_GIVEN REQUEST_
Convert the material below into a JSON list of strings, with one string per line and any blank lines omitted.
— BEGIN RECORDED INFORMATION —
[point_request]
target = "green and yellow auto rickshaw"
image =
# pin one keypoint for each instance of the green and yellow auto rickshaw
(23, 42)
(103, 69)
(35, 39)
— END RECORDED INFORMATION —
_SOLUTION_
[
  "[point_request]",
  "target = \"green and yellow auto rickshaw\"",
  "image =",
  "# pin one keypoint for each instance of the green and yellow auto rickshaw",
  "(23, 42)",
  "(103, 69)",
  "(35, 39)"
]